Tasks to complete
A - Answer these questions from the abstract on nimodipine and traumatic brain injury:
(i) Which calcium activator reversed nimodipine's reduction of histone-induced calcium influx in cortical neurons?
(ii) Which protein did the transcriptomics single out as a key protein-protein interaction node?
(iii) Which test measured motor coordination in the TBI mice?
B - Translate this sentence from the abstract on nimodipine and traumatic brain injury into Spanish: "Histone coadministration attenuated these benefits."
C - List every keyword given at the end of the abstract on nimodipine and traumatic brain injury.

*** Reading passage Section Begins ***

Nimodipine Blocks Histone-Induced Calcium Overload to Protect Neurons after Traumatic Brain Injury

Aims: To investigate if nimodipine alleviates traumatic brain injury (TBI)-induced neuronal Apoptosis and neurological deficits by inhibiting extracellular histone-mediated CA²⁺ influx, mitochondrial damage, and Caspase pathway activation. Results: In vitro, nimodipine significantly reduced histone-induced CA²⁺ influx in cortical neurons, reversed by CA²⁺ activator A23187. It restored neuronal proliferation (↑3-(4,5-dimethylthiazol-2-yl)-2,5-diphenyltetrazolium bromide, ↑Ki67+ cells), reduced Apoptosis (↓Annexin V/propidium iodide), improved mitochondrial function (↑ΔΨm/adenosine triphosphate, ↓reactive oxygen species/malondialdehyde, ↑Glutathione Peroxidase), and modulated Apoptosis markers (↓Bax, ↑Bcl-2). These effects were blocked by A23187 or Caspase Activator AD-2646, which increased Cleaved Caspase-3/9 and PARP1. Molecular docking confirmed nimodipine-histone binding. Transcriptomics revealed nimodipine reversed histone-induced dysregulation of CA²⁺ signaling, mitochondrial Apoptosis, and oxidative stress pathways, with Caspase-3 as a key protein-protein interaction node. In vivo, nimodipine improved spatial memory (Morris maze), neurological function (↓modified neurological severity score), and motor coordination (↑rotarod) in TBI mice. It reduced brain lesions (2,3,5-triphenyltetrazolium chloride), neuronal loss (hematoxylin and eosin/Nissl), CA²⁺ accumulation, and proapoptotic protein expression and restored ΔΨm. Histone coadministration attenuated these benefits. Innovation: First demonstration that nimodipine directly targets extracellular histone-induced CA²⁺ influx-a key TBI pathology mechanism-preserving mitochondrial integrity and inhibiting the Caspase cascade, extending beyond its known vasodilatory effects. Conclusion: Nimodipine mitigates post-TBI neuronal Apoptosis and dysfunction by blocking extracellular histone-driven CA²⁺ overload, preventing mitochondrial damage, and suppressing Caspase activation, significantly improving functional recovery. Antioxid. Redox Signal. 00, 000-000.

calcium influx; caspase pathway; extracellular histones; neuroprotection; nimodipine; traumatic brain injury.

*** Reading passage Section Ends ***
*** Records Section Begins ***

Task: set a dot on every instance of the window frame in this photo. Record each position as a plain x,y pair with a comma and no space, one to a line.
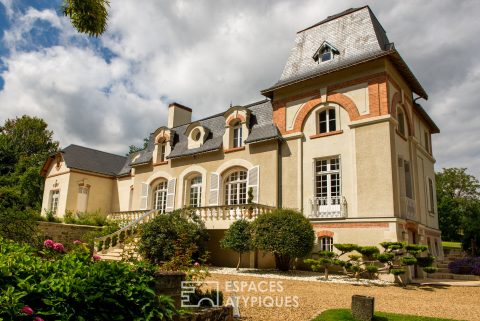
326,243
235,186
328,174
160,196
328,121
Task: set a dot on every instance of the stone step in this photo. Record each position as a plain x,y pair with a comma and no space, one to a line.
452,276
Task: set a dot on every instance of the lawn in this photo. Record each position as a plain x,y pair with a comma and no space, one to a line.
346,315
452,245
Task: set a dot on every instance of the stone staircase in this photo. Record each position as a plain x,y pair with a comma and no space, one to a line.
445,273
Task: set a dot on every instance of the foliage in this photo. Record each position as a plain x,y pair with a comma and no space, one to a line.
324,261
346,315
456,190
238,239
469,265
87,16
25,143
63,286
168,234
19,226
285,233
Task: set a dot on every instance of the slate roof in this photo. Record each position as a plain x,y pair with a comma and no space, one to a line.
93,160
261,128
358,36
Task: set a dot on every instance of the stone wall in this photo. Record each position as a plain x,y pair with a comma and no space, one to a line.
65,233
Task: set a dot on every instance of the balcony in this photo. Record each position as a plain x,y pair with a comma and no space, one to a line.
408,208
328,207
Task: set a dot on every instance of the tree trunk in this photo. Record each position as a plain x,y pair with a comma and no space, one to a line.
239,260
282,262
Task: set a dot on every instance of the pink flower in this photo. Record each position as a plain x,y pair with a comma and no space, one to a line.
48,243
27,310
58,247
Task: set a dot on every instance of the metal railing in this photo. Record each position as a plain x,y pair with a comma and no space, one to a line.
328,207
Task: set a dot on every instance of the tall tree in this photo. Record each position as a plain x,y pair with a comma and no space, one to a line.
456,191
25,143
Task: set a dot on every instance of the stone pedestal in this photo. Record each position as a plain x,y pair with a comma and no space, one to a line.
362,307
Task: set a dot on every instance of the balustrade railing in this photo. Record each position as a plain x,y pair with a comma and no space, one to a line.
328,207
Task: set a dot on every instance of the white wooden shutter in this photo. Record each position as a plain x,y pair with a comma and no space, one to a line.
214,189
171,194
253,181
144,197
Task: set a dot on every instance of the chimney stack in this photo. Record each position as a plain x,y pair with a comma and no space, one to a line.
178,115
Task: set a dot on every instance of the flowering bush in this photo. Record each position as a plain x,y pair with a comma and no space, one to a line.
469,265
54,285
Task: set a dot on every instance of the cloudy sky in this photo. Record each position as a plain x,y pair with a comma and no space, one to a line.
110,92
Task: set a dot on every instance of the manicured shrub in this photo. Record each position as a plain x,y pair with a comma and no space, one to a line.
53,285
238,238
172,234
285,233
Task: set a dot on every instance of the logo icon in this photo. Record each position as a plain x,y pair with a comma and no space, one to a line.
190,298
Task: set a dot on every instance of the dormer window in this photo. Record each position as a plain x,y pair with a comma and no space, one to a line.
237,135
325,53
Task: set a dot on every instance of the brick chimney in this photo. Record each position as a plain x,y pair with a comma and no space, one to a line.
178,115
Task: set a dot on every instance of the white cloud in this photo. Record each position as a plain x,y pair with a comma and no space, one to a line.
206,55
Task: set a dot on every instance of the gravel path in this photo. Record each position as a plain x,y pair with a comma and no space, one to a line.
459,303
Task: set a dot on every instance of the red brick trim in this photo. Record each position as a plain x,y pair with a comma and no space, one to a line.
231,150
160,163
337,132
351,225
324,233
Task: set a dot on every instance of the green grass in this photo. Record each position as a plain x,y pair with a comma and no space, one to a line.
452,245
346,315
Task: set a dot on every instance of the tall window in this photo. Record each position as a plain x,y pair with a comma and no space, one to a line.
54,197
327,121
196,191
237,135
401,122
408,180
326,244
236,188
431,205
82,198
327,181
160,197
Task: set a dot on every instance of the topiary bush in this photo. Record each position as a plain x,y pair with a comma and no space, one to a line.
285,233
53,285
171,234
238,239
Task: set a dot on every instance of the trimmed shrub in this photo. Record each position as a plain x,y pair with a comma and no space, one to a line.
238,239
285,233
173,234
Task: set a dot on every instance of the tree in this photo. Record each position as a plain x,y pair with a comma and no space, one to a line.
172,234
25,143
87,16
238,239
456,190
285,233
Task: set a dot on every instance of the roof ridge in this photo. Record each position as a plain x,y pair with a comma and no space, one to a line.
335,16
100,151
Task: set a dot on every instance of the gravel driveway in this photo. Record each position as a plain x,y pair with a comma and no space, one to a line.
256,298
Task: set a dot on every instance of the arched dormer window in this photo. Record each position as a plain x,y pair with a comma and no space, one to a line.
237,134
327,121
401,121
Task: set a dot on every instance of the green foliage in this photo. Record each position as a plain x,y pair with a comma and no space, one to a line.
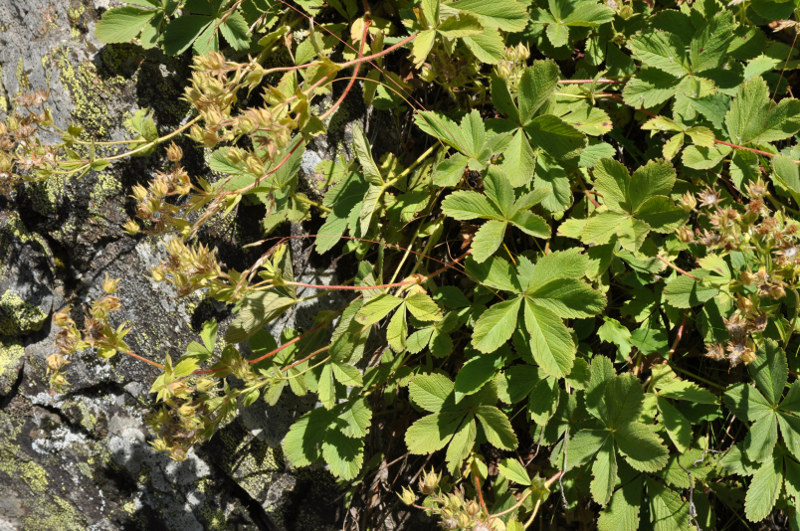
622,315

*** Records Section Ends ***

Task results
A -
(i) A23187
(ii) Caspase-3
(iii) The rotarod test

B - La coadministración de histonas atenuó estos beneficios.

C - calcium influx; caspase pathway; extracellular histones; neuroprotection; nimodipine; traumatic brain injury